Task details:
Report how many lines of the listing below contain the string "vase", counting only matches with the same case, and reply with that number alone.

Records provided:
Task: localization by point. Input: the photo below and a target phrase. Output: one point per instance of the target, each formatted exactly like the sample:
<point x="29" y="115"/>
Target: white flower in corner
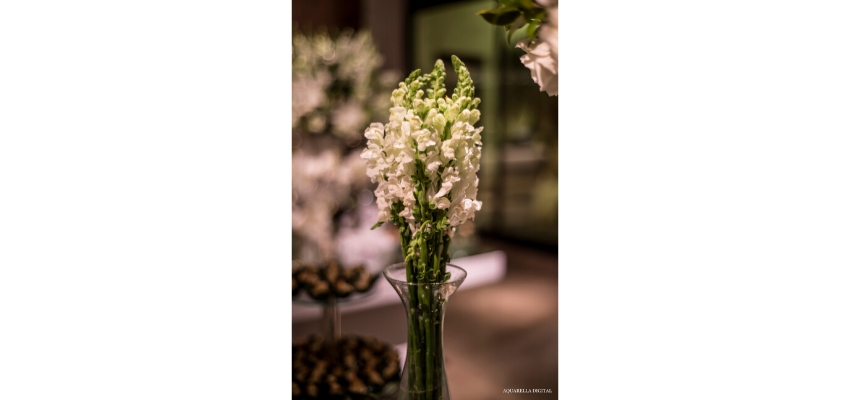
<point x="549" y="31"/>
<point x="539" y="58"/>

==

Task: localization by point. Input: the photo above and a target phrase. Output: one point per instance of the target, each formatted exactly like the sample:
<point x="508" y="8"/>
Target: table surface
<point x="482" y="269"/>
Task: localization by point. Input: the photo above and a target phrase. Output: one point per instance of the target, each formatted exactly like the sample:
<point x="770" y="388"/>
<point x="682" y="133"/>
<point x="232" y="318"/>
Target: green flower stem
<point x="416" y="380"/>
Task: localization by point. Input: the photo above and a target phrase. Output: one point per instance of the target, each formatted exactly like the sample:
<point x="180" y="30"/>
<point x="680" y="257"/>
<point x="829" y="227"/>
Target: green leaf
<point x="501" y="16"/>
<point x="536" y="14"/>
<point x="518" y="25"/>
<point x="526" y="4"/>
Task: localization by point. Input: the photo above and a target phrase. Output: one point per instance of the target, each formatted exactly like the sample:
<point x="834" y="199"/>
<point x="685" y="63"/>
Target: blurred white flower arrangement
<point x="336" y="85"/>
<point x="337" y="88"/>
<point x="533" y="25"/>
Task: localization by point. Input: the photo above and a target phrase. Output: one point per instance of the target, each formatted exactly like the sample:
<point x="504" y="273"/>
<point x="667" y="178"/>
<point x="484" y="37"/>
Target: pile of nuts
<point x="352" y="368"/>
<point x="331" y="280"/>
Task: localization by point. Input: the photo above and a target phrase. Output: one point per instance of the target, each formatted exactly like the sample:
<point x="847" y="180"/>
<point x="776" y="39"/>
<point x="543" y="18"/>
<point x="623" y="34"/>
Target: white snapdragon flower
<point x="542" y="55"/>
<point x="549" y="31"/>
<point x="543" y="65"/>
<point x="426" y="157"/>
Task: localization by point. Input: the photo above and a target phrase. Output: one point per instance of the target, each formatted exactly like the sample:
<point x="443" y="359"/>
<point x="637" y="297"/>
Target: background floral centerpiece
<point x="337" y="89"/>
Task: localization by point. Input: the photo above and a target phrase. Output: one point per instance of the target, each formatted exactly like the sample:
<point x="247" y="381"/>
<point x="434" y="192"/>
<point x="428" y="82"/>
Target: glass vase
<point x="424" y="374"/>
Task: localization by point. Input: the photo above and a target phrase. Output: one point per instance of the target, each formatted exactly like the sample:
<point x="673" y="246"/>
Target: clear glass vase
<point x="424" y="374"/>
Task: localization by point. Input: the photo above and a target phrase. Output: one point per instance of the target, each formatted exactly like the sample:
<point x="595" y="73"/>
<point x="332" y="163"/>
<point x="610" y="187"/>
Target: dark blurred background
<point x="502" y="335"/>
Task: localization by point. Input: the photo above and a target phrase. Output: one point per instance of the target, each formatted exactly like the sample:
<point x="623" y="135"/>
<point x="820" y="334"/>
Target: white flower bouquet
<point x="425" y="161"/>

Result:
2